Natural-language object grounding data
# # # # # # #

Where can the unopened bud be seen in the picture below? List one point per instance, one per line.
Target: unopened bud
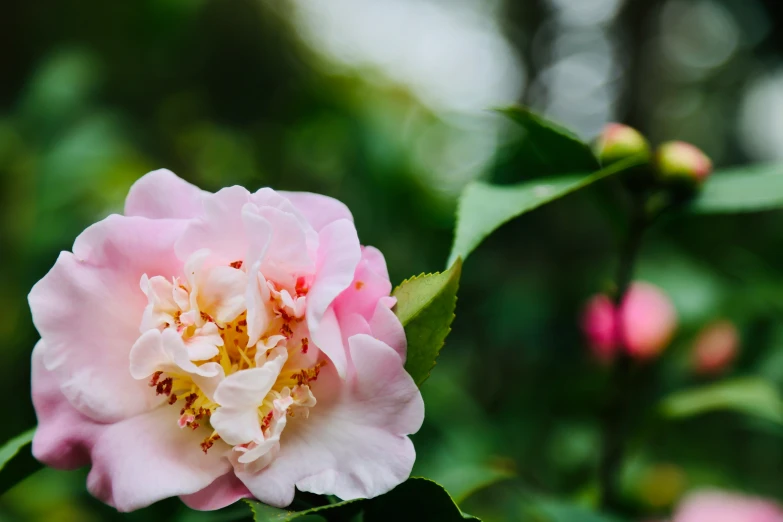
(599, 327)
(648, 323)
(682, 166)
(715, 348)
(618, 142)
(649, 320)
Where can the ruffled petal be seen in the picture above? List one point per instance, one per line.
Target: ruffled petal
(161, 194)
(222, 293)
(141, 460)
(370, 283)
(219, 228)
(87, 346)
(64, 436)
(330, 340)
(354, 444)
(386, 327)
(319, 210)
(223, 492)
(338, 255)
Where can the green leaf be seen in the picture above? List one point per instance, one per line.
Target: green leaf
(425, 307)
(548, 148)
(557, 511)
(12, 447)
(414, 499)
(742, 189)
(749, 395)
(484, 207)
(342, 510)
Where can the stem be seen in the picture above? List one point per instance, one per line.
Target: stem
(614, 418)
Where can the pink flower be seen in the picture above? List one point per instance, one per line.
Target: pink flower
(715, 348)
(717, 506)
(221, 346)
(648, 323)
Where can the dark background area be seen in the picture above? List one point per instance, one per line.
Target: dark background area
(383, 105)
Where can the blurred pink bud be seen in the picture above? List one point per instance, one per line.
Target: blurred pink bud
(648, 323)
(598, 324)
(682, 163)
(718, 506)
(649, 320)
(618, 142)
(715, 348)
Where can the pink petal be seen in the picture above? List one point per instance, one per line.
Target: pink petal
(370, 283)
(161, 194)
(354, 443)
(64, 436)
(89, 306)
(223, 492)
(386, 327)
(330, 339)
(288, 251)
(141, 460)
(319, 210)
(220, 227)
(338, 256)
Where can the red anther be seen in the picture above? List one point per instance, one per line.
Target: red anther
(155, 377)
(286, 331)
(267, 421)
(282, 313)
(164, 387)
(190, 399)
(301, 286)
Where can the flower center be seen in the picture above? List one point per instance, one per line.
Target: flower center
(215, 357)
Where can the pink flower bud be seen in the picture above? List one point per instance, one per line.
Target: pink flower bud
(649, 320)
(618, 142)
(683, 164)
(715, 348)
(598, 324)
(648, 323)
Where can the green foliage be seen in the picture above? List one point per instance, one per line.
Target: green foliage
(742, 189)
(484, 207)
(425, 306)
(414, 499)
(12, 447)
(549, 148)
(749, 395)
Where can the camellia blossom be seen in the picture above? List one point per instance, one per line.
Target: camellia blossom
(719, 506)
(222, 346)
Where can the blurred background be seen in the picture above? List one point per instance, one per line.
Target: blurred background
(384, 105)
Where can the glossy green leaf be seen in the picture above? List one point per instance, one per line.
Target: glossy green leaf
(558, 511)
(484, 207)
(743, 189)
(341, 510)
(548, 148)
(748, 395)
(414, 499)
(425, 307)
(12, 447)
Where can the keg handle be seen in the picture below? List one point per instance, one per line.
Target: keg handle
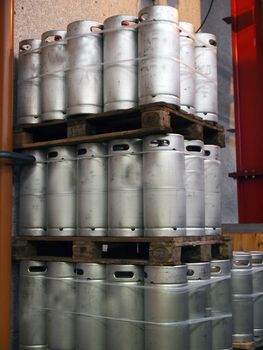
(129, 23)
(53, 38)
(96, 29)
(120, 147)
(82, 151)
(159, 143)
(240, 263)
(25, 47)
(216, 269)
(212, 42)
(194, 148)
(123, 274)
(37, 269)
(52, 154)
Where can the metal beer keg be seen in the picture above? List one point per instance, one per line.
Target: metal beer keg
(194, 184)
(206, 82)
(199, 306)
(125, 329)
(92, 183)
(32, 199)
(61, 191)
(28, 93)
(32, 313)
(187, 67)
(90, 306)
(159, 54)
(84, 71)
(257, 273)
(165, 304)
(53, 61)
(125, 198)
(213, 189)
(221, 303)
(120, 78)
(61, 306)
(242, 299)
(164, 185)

# # # # # # #

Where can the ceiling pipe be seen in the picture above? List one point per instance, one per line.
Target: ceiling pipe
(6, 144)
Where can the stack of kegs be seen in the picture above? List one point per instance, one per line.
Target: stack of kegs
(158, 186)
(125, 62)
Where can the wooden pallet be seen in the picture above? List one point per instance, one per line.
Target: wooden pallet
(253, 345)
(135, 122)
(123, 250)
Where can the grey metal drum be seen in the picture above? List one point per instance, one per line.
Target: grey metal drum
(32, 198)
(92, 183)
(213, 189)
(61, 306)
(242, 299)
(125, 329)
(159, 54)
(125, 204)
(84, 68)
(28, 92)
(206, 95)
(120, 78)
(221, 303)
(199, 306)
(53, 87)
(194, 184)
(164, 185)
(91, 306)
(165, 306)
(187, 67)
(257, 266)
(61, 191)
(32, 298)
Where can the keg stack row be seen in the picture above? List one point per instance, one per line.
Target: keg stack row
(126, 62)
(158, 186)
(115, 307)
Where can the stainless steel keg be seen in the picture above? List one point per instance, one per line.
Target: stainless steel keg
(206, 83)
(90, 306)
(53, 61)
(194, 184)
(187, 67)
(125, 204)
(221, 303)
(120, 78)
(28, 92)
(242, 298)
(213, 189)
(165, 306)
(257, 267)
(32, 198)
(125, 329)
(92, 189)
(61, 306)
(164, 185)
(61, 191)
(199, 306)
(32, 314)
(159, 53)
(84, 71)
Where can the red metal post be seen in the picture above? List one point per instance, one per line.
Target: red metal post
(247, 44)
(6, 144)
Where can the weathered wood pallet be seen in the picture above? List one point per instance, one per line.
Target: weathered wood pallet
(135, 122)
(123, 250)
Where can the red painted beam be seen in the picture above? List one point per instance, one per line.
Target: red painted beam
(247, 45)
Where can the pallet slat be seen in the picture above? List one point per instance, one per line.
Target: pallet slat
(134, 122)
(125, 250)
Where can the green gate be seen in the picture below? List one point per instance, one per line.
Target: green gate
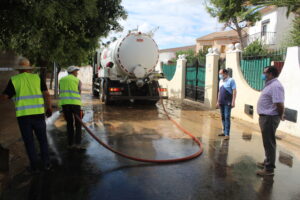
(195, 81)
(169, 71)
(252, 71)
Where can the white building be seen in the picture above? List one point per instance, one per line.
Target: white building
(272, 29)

# # # # # # #

# To do
Nothing should appear in the answer except the lines above from the line with "Where can the wooden" through the line with "Where can the grey", both included, written out exactly.

# Solution below
Where can the wooden pallet be seen in the picture above? List one point per instance, one per line.
Target: wooden pallet
(253, 345)
(135, 122)
(123, 250)
Where can the grey metal drum be seen in the picture above? List one point per instance, one per line.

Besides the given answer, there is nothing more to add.